**PAGE TEXT:**
Start

Now has a handle on both it's repository/session AND dataset.

my $field = $dataset->field( $fieldname );
$field->set_property( $property, $value );

$name = $field->name;
$type = $field->type;
$value = $field->property( $property );

$xhtml = $field->render_name;
$xhtml = $field->render_help;
$xhtml = $field->render_value_label( $value );

$values = $field->values( %opts );
$sorted_list = $field->sort_values( $unsorted_list );

Stage 1.0 API

This is still required to make the basic API complete, but we'll worry about once we've got the stuff above finalisedish.

search

TERM_EQUALS = "EQ"
TERM_INDEX = "IN"
TERM_EXACT = "EX"

MATCH_ALL = "ALL"
MATCH_ANY = "ANY"

$search = $dataset->prepare_search( order => "-date", satisfy_all=>1 );
$search = $dataset->prepare_search( terms => [], filters => [], ... );

$list = $search->execute;

# constructor interface
$s = $dataset->prepare_search( order => "-date", satisfy_all => 1, terms => [
 { fields => "type", values => [qw( article book )], op => TERM_EQUALS, match => MATCH_ANY },
 { fields => [qw( title abstract )], values => ["dogbert dilbert"], op => TERM_INDEX, match => MATCH_ALL },
 { fields => "userid", values => "52", op => TERM_EXACT },
] );

tdb: meta_fields/fields/field, value/values?

End

**SUPPLIED ENTRIES:**
Start

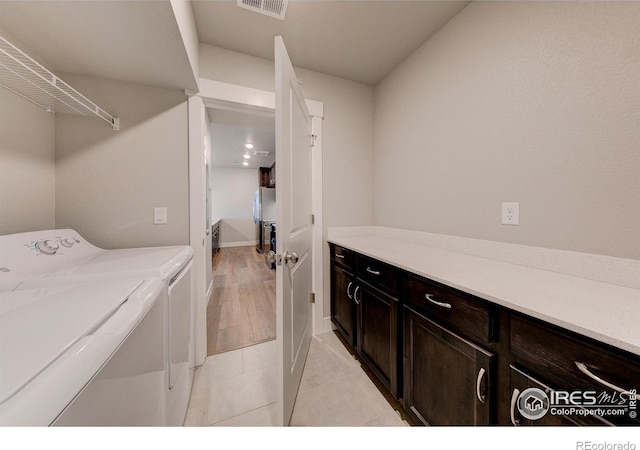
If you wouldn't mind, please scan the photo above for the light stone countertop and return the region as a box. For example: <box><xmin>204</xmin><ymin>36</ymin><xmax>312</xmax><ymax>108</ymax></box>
<box><xmin>329</xmin><ymin>236</ymin><xmax>640</xmax><ymax>355</ymax></box>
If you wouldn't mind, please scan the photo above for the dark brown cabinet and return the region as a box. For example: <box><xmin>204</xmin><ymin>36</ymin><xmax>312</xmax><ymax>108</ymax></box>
<box><xmin>329</xmin><ymin>243</ymin><xmax>640</xmax><ymax>426</ymax></box>
<box><xmin>258</xmin><ymin>163</ymin><xmax>276</xmax><ymax>187</ymax></box>
<box><xmin>211</xmin><ymin>221</ymin><xmax>220</xmax><ymax>256</ymax></box>
<box><xmin>331</xmin><ymin>264</ymin><xmax>356</xmax><ymax>347</ymax></box>
<box><xmin>330</xmin><ymin>244</ymin><xmax>401</xmax><ymax>398</ymax></box>
<box><xmin>509</xmin><ymin>365</ymin><xmax>612</xmax><ymax>426</ymax></box>
<box><xmin>403</xmin><ymin>306</ymin><xmax>495</xmax><ymax>425</ymax></box>
<box><xmin>509</xmin><ymin>313</ymin><xmax>640</xmax><ymax>425</ymax></box>
<box><xmin>353</xmin><ymin>279</ymin><xmax>399</xmax><ymax>398</ymax></box>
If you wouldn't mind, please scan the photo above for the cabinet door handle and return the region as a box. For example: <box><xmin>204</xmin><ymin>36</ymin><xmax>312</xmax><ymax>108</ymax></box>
<box><xmin>424</xmin><ymin>294</ymin><xmax>451</xmax><ymax>309</ymax></box>
<box><xmin>574</xmin><ymin>361</ymin><xmax>632</xmax><ymax>396</ymax></box>
<box><xmin>476</xmin><ymin>367</ymin><xmax>486</xmax><ymax>403</ymax></box>
<box><xmin>367</xmin><ymin>267</ymin><xmax>380</xmax><ymax>275</ymax></box>
<box><xmin>510</xmin><ymin>389</ymin><xmax>520</xmax><ymax>427</ymax></box>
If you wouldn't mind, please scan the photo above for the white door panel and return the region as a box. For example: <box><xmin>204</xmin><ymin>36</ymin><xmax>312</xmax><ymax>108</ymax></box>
<box><xmin>275</xmin><ymin>36</ymin><xmax>313</xmax><ymax>425</ymax></box>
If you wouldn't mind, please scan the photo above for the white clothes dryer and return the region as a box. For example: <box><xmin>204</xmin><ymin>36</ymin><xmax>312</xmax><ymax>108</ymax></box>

End

**THINGS TO DO:**
a – Using the API notes above, answer these:
(i) What string is assigned to TERM_INDEX?
(ii) Which method is called on a search object to produce a list?
(iii) In the constructor interface example, which fields are searched for "dogbert dilbert"?
b – In the API notes, why is the search part under "Stage 1.0 API" still needed, and when will it be worked on? Answer in one or two sentences.
c – Continue the API notes from their last line, keeping the same terse style.

**REPLIES:**
a –
(i) "IN"
(ii) execute
(iii) title and abstract

b – It is still needed to make the basic API complete. Work on it waits until the field methods listed before it are more or less finalized.

c –
- cjg: could have choice of fields=>["",""] or field=>""

# method interface
$s = $dataset->prepare_search( order => "-date", satisfy_all => 1 );
$s->add_term( "type", [qw( article book )], op => TERM_EQUALS, match => MATCH_ANY );
$s->add_term( [qw( title abstract )], ["dogbert dilbert"], op => TERM_INDEX, match => MATCH_ALL );
$s->add_term( "userid", "52", op => TERM_EXACT );
$list = $s->execute;

print $list->count, "\n";

tdb: I would like to make the value argument not automagically-split on ANY but explicitly use an array ref of values to match.
- cjg: Agreed.

Maybe

$s->add_term( $dataset->field( "type" ), [qw/ article book/], merge => MERGE_ANY );

cjg: I'm not convinced we need this.

SubObject

tdb: superclass of Document, File, History, SavedSearch

$dataobj = $dataobj->parent;

EPrint

$eprint->set_status( "inbox" );

tdb: consistency - ->documents ~ ->value( "documents" ) and ->value() returns array ref for multiple

my $docs = $eprint->documents( %opts ); # isVolatileVersionOf => 0 ?
foreach my $document ( @$docs ) { .. }

# create a new document on $eprint 
$doc_data = { ... };
$doc = $eprint->create_subobject( "documents", $doc_data ); 
# eprint to which this document belongs
$eprint = $doc->parent;

User

$user = $repository->dataset( "user" )->dataobj( 23 );

tdb: is this accessor or action? c.f. send_page()
- It's an action. Cjg 20:04, 17 September 2009 (BST)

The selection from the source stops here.